# Goal
Rewrite every line of the material from the line with "Target: windowsill" through the end, and only that stretch. Shift each x and y coordinate in the answers by -91.

* begin *

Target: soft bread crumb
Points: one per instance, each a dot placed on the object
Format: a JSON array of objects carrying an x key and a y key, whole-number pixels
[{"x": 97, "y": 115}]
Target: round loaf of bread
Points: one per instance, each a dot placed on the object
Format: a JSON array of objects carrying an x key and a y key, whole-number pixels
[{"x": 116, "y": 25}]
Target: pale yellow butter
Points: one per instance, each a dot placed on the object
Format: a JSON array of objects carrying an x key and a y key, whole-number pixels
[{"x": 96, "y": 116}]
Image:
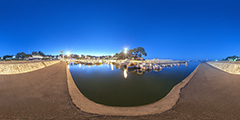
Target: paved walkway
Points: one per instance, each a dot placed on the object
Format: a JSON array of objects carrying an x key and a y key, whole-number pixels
[{"x": 43, "y": 94}]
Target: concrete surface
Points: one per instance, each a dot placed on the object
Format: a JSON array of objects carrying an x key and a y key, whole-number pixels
[{"x": 43, "y": 94}]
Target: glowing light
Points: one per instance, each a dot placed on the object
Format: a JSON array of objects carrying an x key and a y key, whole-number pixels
[
  {"x": 112, "y": 67},
  {"x": 68, "y": 53},
  {"x": 125, "y": 50},
  {"x": 125, "y": 73}
]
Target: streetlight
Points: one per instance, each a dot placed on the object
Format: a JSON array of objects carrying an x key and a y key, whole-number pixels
[
  {"x": 62, "y": 54},
  {"x": 68, "y": 53},
  {"x": 125, "y": 50}
]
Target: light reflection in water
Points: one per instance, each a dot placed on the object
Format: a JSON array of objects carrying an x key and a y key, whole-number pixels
[
  {"x": 112, "y": 67},
  {"x": 125, "y": 73}
]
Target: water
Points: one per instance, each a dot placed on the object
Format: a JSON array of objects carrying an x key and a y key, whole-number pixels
[{"x": 109, "y": 85}]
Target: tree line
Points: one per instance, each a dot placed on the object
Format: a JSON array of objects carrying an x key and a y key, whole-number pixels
[
  {"x": 23, "y": 55},
  {"x": 131, "y": 54}
]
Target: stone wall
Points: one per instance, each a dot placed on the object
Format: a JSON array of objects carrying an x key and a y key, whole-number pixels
[
  {"x": 230, "y": 67},
  {"x": 23, "y": 67}
]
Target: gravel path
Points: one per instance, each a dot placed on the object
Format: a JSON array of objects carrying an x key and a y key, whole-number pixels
[{"x": 43, "y": 94}]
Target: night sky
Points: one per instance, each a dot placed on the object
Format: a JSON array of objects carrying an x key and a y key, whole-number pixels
[{"x": 170, "y": 29}]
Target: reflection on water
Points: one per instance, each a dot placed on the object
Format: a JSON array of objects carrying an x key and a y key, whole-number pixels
[
  {"x": 127, "y": 87},
  {"x": 125, "y": 73},
  {"x": 112, "y": 67}
]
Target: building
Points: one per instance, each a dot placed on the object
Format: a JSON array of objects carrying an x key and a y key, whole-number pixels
[{"x": 35, "y": 57}]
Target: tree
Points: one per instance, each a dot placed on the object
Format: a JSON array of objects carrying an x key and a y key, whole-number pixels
[
  {"x": 21, "y": 55},
  {"x": 7, "y": 56},
  {"x": 41, "y": 53},
  {"x": 132, "y": 53}
]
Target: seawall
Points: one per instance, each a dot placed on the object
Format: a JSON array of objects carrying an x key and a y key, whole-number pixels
[
  {"x": 8, "y": 68},
  {"x": 229, "y": 67},
  {"x": 164, "y": 104}
]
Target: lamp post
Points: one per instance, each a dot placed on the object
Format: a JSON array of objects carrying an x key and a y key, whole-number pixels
[
  {"x": 62, "y": 54},
  {"x": 125, "y": 51}
]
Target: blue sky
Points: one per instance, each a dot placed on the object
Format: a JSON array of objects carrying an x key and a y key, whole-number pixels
[{"x": 175, "y": 29}]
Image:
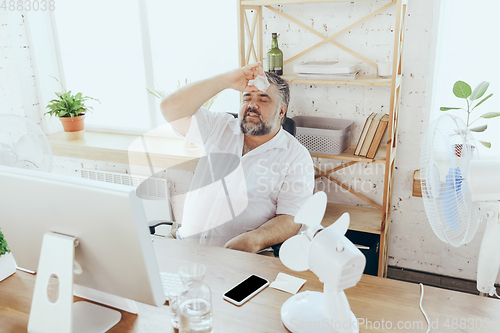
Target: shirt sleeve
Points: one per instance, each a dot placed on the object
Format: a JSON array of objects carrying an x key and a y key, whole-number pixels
[
  {"x": 298, "y": 185},
  {"x": 204, "y": 123}
]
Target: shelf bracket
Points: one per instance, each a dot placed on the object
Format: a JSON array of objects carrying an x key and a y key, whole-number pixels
[
  {"x": 331, "y": 38},
  {"x": 326, "y": 174}
]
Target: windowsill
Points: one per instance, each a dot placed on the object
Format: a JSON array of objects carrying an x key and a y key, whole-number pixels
[{"x": 163, "y": 152}]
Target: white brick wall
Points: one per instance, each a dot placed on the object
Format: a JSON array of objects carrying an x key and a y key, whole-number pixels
[{"x": 412, "y": 243}]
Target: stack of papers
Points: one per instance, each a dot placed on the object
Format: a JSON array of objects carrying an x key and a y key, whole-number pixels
[{"x": 327, "y": 70}]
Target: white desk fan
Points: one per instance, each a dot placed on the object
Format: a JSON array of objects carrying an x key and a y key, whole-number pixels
[
  {"x": 337, "y": 262},
  {"x": 455, "y": 185},
  {"x": 23, "y": 144}
]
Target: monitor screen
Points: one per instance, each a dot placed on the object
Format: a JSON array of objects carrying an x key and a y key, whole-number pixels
[{"x": 115, "y": 250}]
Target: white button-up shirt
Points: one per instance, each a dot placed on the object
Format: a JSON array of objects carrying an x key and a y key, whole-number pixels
[{"x": 231, "y": 194}]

* end *

# Result below
Target: windowsill
Points: one per instance, each a dot placed on the object
Format: a JSON array of objects carrying an x key and a y key, whole-number pixels
[{"x": 72, "y": 61}]
Target: white brick wall
Points: one per instance, each a dot placed on the object
Format: a JSON array of objects carrying an x key and a y key, whole-number pixels
[{"x": 321, "y": 152}]
Target: stack of papers
Points: one per instance, each a dot placed on the object
Format: a JSON array of objects carrying an x key and a y key, whole-number pixels
[{"x": 236, "y": -21}]
Target: white desk fan
Points: one per instance, each a dot placed on the object
Format: a JSON array of objects carrying an x key and a y key, whole-number pixels
[
  {"x": 246, "y": 171},
  {"x": 364, "y": 94},
  {"x": -68, "y": 53}
]
Target: monitor screen
Points: one per instance, each a dot placed on the object
Format: a JSON array of objects carrying an x key and a y key, whole-number pixels
[{"x": 24, "y": 159}]
Target: white button-up shirt
Points: one per instance, each a dot placed on the object
Format: a JSON array of objects carrying an x key and a y key, whole-number pixels
[{"x": 140, "y": 103}]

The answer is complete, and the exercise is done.